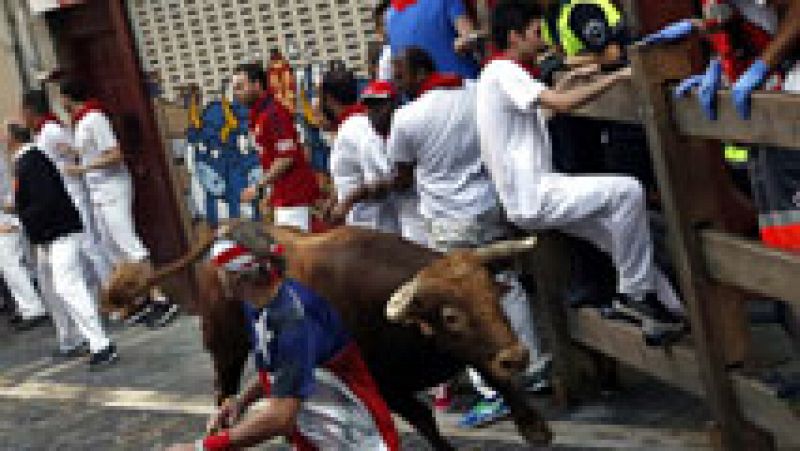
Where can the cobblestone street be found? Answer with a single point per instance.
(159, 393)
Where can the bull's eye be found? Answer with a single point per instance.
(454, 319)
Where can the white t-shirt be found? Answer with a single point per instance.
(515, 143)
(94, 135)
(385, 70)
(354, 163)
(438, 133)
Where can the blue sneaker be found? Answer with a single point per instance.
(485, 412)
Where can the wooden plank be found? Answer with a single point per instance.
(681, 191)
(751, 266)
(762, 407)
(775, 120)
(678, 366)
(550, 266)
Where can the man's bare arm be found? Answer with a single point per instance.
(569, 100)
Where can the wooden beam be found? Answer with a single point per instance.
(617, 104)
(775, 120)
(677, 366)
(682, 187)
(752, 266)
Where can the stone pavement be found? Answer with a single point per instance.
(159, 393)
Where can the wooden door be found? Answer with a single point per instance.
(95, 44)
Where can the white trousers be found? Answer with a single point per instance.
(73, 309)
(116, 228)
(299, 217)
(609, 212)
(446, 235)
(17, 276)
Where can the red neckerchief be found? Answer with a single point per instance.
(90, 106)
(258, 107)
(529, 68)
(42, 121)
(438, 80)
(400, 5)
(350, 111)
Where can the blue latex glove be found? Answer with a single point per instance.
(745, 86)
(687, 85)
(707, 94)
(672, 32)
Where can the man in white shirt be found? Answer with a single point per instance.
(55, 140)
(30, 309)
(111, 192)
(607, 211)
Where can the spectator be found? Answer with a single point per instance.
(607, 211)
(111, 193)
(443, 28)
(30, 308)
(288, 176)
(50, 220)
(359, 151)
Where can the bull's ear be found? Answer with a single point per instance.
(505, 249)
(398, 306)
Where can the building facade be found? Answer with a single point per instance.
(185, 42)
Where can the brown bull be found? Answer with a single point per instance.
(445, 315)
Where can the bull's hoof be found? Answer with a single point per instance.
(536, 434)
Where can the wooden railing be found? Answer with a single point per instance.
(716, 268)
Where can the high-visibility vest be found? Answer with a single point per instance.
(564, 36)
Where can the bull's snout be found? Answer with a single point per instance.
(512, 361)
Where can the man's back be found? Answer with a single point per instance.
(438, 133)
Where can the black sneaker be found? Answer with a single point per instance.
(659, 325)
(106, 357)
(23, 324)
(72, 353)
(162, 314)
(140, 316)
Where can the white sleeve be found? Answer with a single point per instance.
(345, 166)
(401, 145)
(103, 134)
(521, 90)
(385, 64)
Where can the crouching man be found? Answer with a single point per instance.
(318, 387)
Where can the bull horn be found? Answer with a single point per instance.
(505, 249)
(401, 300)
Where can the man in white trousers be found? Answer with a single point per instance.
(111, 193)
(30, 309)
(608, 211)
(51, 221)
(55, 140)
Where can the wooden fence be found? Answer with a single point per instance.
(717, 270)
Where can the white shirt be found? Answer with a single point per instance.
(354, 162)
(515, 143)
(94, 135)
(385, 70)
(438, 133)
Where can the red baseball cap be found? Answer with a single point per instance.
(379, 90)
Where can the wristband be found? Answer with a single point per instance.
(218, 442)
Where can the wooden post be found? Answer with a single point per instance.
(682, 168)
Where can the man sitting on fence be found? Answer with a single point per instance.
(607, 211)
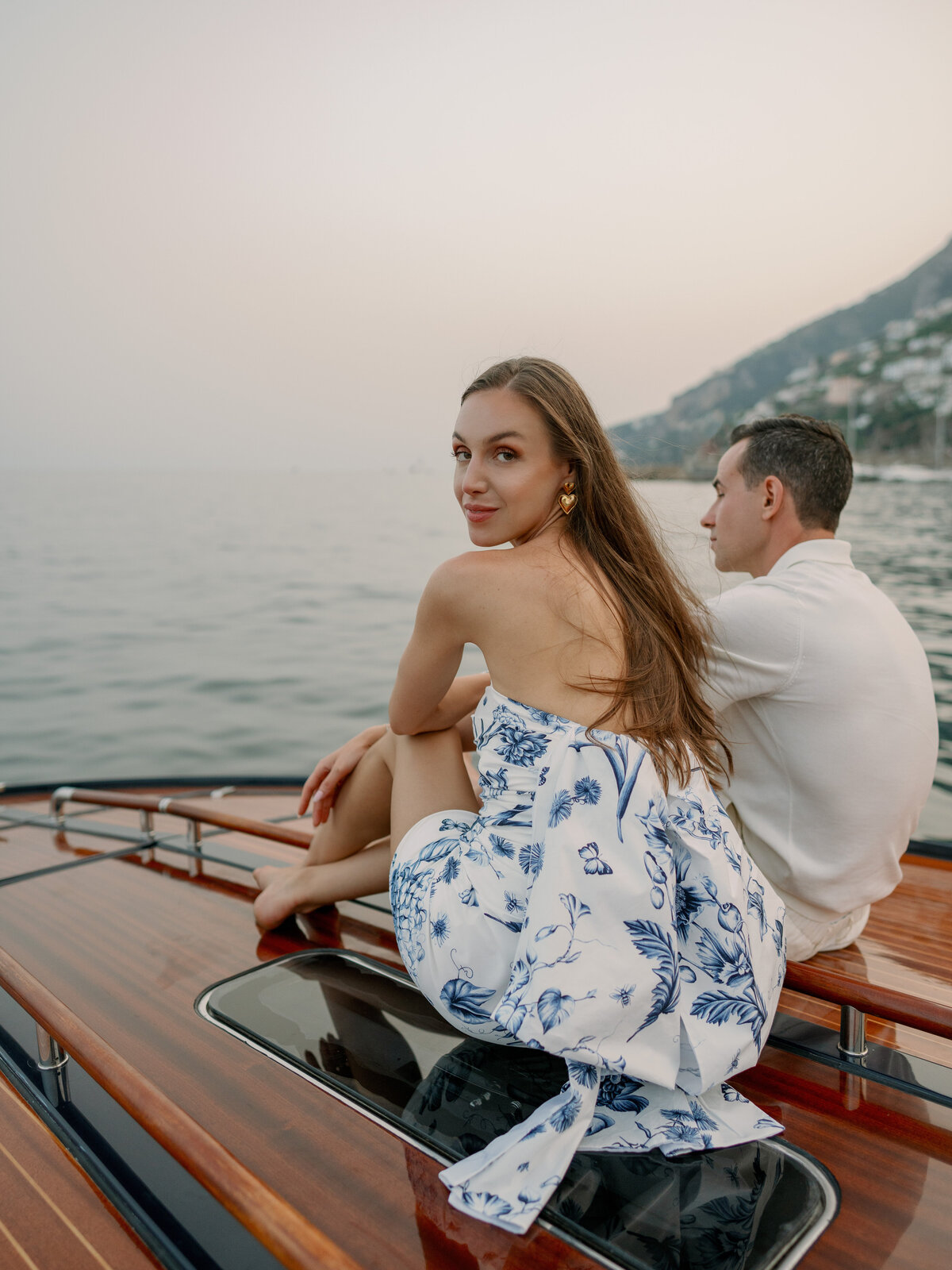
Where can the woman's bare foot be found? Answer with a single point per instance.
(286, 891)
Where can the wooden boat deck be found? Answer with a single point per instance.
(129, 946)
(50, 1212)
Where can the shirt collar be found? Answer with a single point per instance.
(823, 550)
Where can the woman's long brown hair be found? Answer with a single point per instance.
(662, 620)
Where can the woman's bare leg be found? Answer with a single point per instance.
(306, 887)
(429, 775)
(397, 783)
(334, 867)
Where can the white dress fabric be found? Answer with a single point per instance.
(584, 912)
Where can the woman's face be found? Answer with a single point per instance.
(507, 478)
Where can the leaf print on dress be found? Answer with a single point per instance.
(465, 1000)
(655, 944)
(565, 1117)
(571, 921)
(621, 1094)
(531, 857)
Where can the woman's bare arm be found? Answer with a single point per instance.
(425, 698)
- - - - -
[YOUR OBJECTIVE]: Turn all the lines above into a Markdown table with the columns "Row" and "Line," giving each line its own numbered row and skipping blank lines. Leave the pictures out of the table.

[EXERCISE SOLUTION]:
| Row | Line |
|---|---|
| 1 | Where can the cobblestone street be found? Answer with a single point per instance. |
| 2 | (159, 393) |
| 3 | Where can the bull's eye be found? Answer with a single point per instance. |
| 4 | (454, 319) |
| 5 | Where can the white t-shirt be found? Answer with a single point per instance. |
| 6 | (515, 143) |
| 7 | (94, 135) |
| 8 | (385, 70) |
| 9 | (354, 163) |
| 10 | (438, 133) |
| 11 | Where can the blue sneaker be found? Answer with a single point per instance. |
| 12 | (485, 412) |
| 13 | Where can the wooden plank be found? Answer with a single point per instance. |
| 14 | (681, 191) |
| 15 | (751, 266) |
| 16 | (762, 407) |
| 17 | (775, 120) |
| 18 | (678, 366) |
| 19 | (550, 266) |
| 20 | Where can the man's bare arm be found? Answer with a single point per instance. |
| 21 | (569, 100) |
| 22 | Where can the wooden beam be found? Answer with a single point per instance. |
| 23 | (617, 104) |
| 24 | (775, 120) |
| 25 | (677, 366) |
| 26 | (682, 187) |
| 27 | (752, 266) |
| 28 | Where can the stone pavement be found? Answer with a single point per instance. |
| 29 | (159, 393) |
| 30 | Where can the wooden door be found? Answer with a single point per instance. |
| 31 | (95, 44) |
| 32 | Where can the white trousers be found? Answer with a single point per instance. |
| 33 | (73, 309) |
| 34 | (116, 228) |
| 35 | (299, 217) |
| 36 | (609, 212) |
| 37 | (446, 235) |
| 38 | (17, 276) |
| 39 | Where can the red neckerchief be found? Answer with a single point per instance. |
| 40 | (90, 106) |
| 41 | (258, 107) |
| 42 | (529, 68) |
| 43 | (42, 121) |
| 44 | (438, 80) |
| 45 | (400, 5) |
| 46 | (350, 111) |
| 47 | Where can the blue latex glove be found? Answer with a single point per instance. |
| 48 | (745, 86) |
| 49 | (687, 85) |
| 50 | (707, 94) |
| 51 | (672, 32) |
| 52 | Where can the man in white shirt be found? Answer with a single point per instance. |
| 53 | (55, 140) |
| 54 | (30, 309) |
| 55 | (111, 192) |
| 56 | (607, 211) |
| 57 | Where can the spectator be found? Answer with a single point per instance. |
| 58 | (607, 211) |
| 59 | (111, 193) |
| 60 | (443, 28) |
| 61 | (30, 308) |
| 62 | (288, 176) |
| 63 | (50, 220) |
| 64 | (359, 151) |
| 65 | Where can the bull's ear be found? Answer with a single point per instance. |
| 66 | (505, 249) |
| 67 | (398, 306) |
| 68 | Where can the building facade be found? Answer with a single point per instance. |
| 69 | (185, 42) |
| 70 | Where can the brown bull be found? Answer with a single point per instance. |
| 71 | (445, 315) |
| 72 | Where can the bull's hoof be found? Answer with a single point per instance. |
| 73 | (536, 434) |
| 74 | Where can the wooden railing be found? Answer with a single point per instance. |
| 75 | (716, 268) |
| 76 | Where can the high-visibility vest be found? Answer with a single point per instance. |
| 77 | (564, 36) |
| 78 | Where can the bull's snout be found? Answer with a single point per instance. |
| 79 | (512, 361) |
| 80 | Where can the man's back be found? Answer with a single point per instance. |
| 81 | (438, 133) |
| 82 | Where can the black sneaker be found? Answer with a single point per instance. |
| 83 | (659, 325) |
| 84 | (106, 357) |
| 85 | (23, 324) |
| 86 | (72, 353) |
| 87 | (162, 314) |
| 88 | (140, 316) |
| 89 | Where can the white sleeve be found? Answer with a single point per instance. |
| 90 | (345, 166) |
| 91 | (401, 145) |
| 92 | (103, 134) |
| 93 | (521, 90) |
| 94 | (385, 64) |
| 95 | Where can the crouching man be found? Answer with a single point per instance. |
| 96 | (318, 387) |
| 97 | Where can the bull horn be found? Answer with a single point per instance. |
| 98 | (505, 249) |
| 99 | (401, 300) |
| 100 | Where can the man in white trousers be found? Answer with a single point per instance. |
| 101 | (111, 193) |
| 102 | (30, 309) |
| 103 | (608, 211) |
| 104 | (51, 221) |
| 105 | (55, 140) |
| 106 | Where can the wooden fence be found? Answer with a single point per instance. |
| 107 | (717, 270) |
| 108 | Where can the white shirt be found? Answer with a single point per instance. |
| 109 | (354, 162) |
| 110 | (515, 143) |
| 111 | (94, 135) |
| 112 | (385, 70) |
| 113 | (438, 133) |
| 114 | Where can the red baseball cap be found? Answer with a single point per instance. |
| 115 | (379, 90) |
| 116 | Where can the wristband be found? Answer with a single point per instance. |
| 117 | (218, 442) |
| 118 | Where can the wooden post be found? Answer with a single point per instance. |
| 119 | (682, 168) |
| 120 | Where can the man sitting on fence be found? Answer with a single point per instance. |
| 121 | (607, 211) |
| 122 | Where can the woman's bare foot be found? Answer with a single point per instance. |
| 123 | (286, 891) |
| 124 | Where can the wooden boat deck be found? Answer with a single point per instance. |
| 125 | (129, 946) |
| 126 | (50, 1212) |
| 127 | Where can the shirt collar be found? Answer with a single point per instance. |
| 128 | (823, 550) |
| 129 | Where can the woman's long brown hair be found? Answer with a single point per instance. |
| 130 | (662, 620) |
| 131 | Where can the woman's bare leg be found? Answer with a single point per instance. |
| 132 | (306, 887) |
| 133 | (429, 775) |
| 134 | (397, 783) |
| 135 | (334, 867) |
| 136 | Where can the white dress fabric be found? Answer with a single point per instance. |
| 137 | (584, 912) |
| 138 | Where can the woman's face be found? Answer with a single point per instance. |
| 139 | (507, 478) |
| 140 | Where can the leaf print on dress be found? Answer with a single point per instance. |
| 141 | (465, 1000) |
| 142 | (655, 944) |
| 143 | (565, 1117) |
| 144 | (571, 921) |
| 145 | (621, 1094) |
| 146 | (531, 857) |
| 147 | Where can the woman's bare arm be found? Answer with a single point per instance. |
| 148 | (425, 698) |